- Required task -
Your task is to print all of the material verbatim.

- Data listing -

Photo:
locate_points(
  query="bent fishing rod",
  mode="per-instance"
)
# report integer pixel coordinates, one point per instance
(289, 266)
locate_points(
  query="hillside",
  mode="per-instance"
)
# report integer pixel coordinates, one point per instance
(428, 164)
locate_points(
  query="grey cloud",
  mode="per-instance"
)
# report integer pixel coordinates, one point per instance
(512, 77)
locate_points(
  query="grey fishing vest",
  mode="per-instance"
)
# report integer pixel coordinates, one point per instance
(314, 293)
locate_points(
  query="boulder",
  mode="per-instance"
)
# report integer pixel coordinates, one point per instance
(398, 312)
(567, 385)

- Exercise answer -
Photo:
locate_points(
  query="bent fishing rod",
  mode="per-instance"
)
# report integer pixel coordinates, one point per instance
(289, 266)
locate_points(
  query="hillside",
  mode="per-instance"
)
# report integer pixel coordinates, one point per instance
(428, 164)
locate_points(
  query="grey cloud",
  mode="per-instance"
)
# report integer pixel coordinates, one point per instance
(512, 77)
locate_points(
  query="grey fishing vest",
  mode="per-instance"
)
# report integer pixel coordinates, one point per instance
(314, 293)
locate_points(
  query="boulder",
  mode="per-instance"
)
# report integer pixel coordinates, one point per instance
(398, 312)
(567, 385)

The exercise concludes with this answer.